Only seven years after the destructive fire of 1898 which burned the north side of Main Street, the quiet of a January night was broken by the call of fire. The millinery store of Mrs. Eastman was the site of the fire’s start. In addition to the millinery store, Dr. Maitland had his offices and the King family had their home in this building. Dr. Maitland was able to save some of his equipment but lost several valuable medical books. The others lost all in the flames, the King family narrowly escaping with their lives.
The fire spread quickly even with the efforts of the fire hoses and bucket brigade. Two private homes on either side the millinery store we’re soon burning. A partially brick building housing Blakeslee Grocery (the store only opened there the previous month) and Dr. Green’s dentist office also burned. Some items were rescued from these establishments, although damaged from the hasty removal.
The Shoemaker, Gus Schmelzer had moved his business into a building on the corner of Main and Mechanic Street following the 1898 fire that destroyed his business. This time, thankfully much of his stock and inventory was able to be removed from the building.
Since the stream of water from the hoses and the pumps were of little use on the main fire some men took the hoses to the roof of the Central Hotel to try to protect it. Blankets and rugs were kept wet and placed on the outside walls of the hotel as was done in the 1878 fire to protect the Hewell House on the other side of Main Street. The Hewell House (under that and other names and owners) survived all three of the fires that devastated Spartansburg’s business district.

# Tasks to perform
a: Name every individual person mentioned by name in the account of the Spartansburg Main Street fire, leaving out families and businesses.
b: Carry on the account of the Spartansburg Main Street fire, starting right after its final sentence.

# Point-per-instance localization data
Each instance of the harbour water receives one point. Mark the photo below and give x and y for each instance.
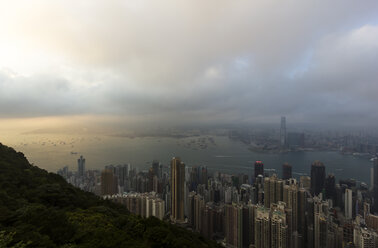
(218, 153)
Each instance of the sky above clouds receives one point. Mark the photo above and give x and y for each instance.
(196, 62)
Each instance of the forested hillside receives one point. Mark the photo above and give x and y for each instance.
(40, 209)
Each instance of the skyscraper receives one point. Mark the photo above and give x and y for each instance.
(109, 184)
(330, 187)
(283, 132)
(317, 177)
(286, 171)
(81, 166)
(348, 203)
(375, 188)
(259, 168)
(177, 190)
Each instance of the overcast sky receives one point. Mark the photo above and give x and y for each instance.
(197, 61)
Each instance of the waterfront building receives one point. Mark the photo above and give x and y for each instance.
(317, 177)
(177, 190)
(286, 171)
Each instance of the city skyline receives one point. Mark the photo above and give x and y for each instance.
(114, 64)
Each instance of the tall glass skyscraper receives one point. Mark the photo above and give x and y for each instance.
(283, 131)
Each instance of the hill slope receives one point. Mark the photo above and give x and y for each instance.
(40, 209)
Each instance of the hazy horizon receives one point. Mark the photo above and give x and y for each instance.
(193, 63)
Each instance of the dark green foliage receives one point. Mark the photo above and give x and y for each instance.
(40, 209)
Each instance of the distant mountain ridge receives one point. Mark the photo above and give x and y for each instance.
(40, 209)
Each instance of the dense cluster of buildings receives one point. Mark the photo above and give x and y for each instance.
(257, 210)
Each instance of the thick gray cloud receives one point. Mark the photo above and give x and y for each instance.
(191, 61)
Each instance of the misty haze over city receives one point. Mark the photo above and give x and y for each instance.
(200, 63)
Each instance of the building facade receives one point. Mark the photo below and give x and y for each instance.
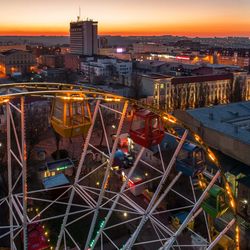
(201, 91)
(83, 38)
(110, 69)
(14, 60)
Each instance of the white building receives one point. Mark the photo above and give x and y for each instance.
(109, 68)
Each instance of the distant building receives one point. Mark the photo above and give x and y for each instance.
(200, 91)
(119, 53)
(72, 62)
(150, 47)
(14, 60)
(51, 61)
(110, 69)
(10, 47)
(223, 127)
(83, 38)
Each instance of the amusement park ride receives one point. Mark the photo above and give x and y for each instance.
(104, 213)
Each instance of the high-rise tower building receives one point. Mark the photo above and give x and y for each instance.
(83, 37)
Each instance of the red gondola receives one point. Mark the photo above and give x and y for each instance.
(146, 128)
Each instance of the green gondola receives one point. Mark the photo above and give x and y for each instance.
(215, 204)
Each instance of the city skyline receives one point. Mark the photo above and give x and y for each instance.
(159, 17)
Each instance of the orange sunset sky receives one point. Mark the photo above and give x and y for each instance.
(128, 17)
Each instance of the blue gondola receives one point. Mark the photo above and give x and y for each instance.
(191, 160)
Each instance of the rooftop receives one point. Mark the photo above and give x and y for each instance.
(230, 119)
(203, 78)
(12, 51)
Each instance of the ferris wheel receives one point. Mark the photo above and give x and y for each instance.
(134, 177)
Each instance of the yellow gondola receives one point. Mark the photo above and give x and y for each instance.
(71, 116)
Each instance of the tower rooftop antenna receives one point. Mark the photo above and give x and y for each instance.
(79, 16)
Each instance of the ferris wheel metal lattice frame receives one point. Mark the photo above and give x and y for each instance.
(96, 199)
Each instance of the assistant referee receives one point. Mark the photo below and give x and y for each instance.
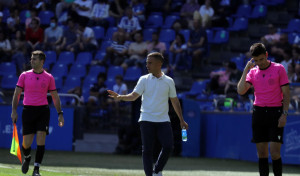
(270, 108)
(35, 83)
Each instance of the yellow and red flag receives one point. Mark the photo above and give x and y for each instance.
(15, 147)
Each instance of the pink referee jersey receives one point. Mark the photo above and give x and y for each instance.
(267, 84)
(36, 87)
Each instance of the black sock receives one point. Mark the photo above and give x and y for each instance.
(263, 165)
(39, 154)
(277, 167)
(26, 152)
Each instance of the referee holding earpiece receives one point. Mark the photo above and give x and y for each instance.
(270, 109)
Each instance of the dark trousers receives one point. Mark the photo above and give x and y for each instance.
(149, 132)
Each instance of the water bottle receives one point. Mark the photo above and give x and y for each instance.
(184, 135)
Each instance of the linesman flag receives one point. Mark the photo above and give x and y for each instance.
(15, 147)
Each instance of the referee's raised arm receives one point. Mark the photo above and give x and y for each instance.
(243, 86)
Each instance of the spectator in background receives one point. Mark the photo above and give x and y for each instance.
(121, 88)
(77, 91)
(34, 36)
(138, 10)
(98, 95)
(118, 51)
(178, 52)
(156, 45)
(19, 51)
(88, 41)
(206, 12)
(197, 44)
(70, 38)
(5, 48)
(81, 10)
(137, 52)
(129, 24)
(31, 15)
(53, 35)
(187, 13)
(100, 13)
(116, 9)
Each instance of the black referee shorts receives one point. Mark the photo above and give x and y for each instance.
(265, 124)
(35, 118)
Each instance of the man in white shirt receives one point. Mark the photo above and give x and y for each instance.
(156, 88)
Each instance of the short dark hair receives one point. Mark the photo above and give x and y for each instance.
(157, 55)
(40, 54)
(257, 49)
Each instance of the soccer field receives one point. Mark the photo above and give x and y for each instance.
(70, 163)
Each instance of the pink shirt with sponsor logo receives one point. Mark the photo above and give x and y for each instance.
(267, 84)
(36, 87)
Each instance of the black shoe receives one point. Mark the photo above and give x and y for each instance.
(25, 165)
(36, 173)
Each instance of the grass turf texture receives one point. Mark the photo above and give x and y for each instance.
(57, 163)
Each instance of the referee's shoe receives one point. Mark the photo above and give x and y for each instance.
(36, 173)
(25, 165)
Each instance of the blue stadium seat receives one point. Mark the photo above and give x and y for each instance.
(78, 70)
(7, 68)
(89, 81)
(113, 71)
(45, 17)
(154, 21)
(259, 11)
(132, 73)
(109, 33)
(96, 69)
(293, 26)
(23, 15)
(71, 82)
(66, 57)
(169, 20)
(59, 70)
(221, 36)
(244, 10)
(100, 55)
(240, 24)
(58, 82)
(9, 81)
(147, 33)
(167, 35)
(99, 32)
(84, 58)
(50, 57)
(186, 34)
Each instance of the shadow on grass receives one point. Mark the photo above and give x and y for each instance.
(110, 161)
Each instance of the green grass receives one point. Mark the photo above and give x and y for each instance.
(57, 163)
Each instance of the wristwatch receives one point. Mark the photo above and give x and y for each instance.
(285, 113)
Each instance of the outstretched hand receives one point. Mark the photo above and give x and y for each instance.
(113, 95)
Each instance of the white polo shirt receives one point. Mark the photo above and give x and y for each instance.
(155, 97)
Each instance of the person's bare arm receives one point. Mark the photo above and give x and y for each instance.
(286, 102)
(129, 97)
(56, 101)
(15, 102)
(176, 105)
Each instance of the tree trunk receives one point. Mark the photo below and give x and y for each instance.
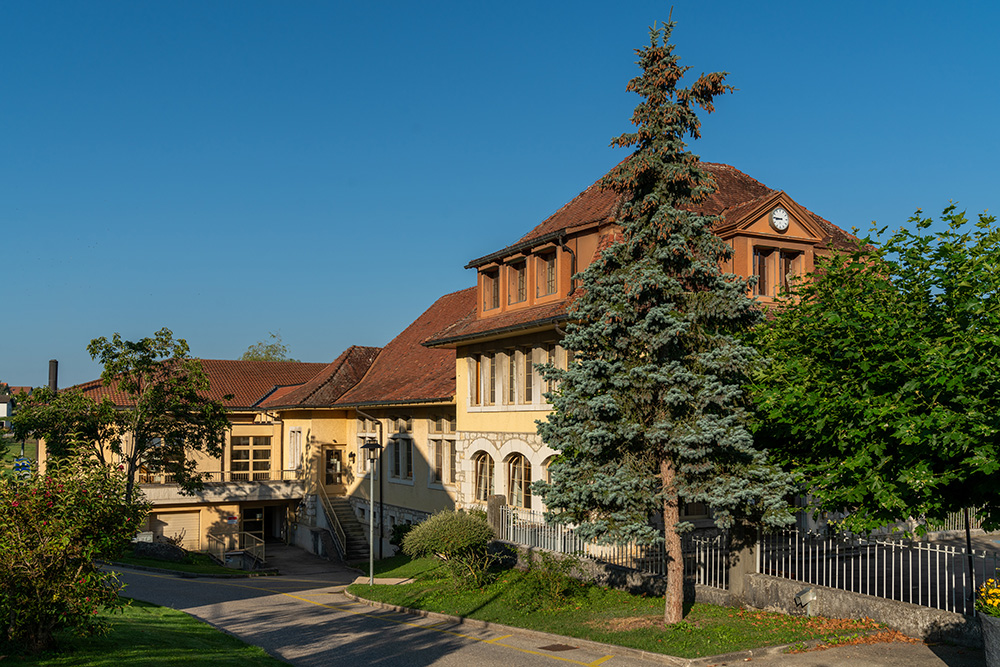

# Expected outputs
a: Mrs. Eastman, Dr. Maitland, Dr. Green, Gus Schmelzer

b:
Titusville was contacted to come and help and several men did arrive on the train at about 3:30 AM- 2 1/2 hours after the start of the fire. There was very little to do by the time they arrived since the fire had consumed all of the buildings between the Central Hotel and Mechanic Street.
Following the fire of 1898 seven years prior, Spartansburg Borough Council had passed an ordinance that all construction in the business district must be of fireproof material. Because of this the only real damage done to the north side of Main Street was the breakage of several windows in the front of those buildings.
Reports of the fire appeared in the Titusville Herald and in the Spartansburg Sentinel.
As with the other destructive fires of 1878 and 1898, neither the flames nor the water caused physical death to people or to the spirit of the merchants in town. Rebuilding started almost immediately and some fine new structures were soon seen on the south side of Main Street.